[Stored data entries]
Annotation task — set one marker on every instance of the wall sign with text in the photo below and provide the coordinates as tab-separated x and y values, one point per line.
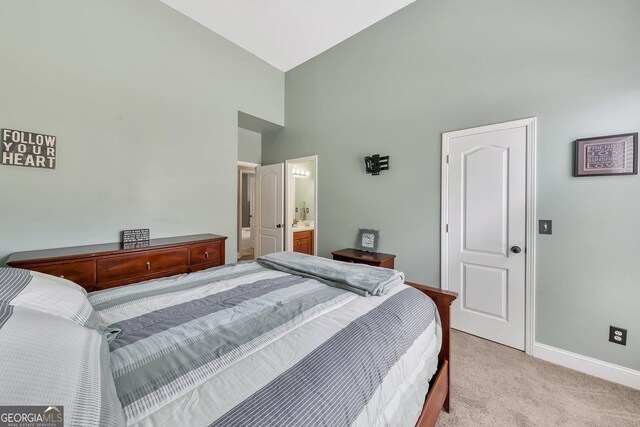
607	155
21	148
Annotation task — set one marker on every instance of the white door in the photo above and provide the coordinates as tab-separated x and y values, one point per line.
252	209
269	209
484	206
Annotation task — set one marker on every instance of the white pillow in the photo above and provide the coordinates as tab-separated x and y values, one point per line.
50	294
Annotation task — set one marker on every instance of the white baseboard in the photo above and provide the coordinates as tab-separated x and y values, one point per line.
588	365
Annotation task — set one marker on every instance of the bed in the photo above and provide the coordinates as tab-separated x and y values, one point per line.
263	344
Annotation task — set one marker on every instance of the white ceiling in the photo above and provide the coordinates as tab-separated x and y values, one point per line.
286	33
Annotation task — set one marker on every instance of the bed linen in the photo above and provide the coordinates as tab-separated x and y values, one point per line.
246	345
49	355
362	279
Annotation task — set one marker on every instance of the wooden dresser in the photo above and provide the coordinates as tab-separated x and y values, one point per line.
96	267
376	259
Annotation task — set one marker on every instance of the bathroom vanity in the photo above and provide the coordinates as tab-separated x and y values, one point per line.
303	240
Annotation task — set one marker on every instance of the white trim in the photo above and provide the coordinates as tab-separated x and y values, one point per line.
288	201
588	365
530	266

Problem requirements - For the entries above, transcribe precisely the lines from the one with "of the bathroom" through the end, including both.

Your response -
Annotation task — set one marker on every instance of the bathroom vanity in the photo above and provide the coordinates as tab-separated x and y values, one point per line.
303	240
Annotation task — set one marker on every instance of the white trim in the photo above and provide the coordinates as tab-separated x and y values, one point per line.
288	201
588	365
530	266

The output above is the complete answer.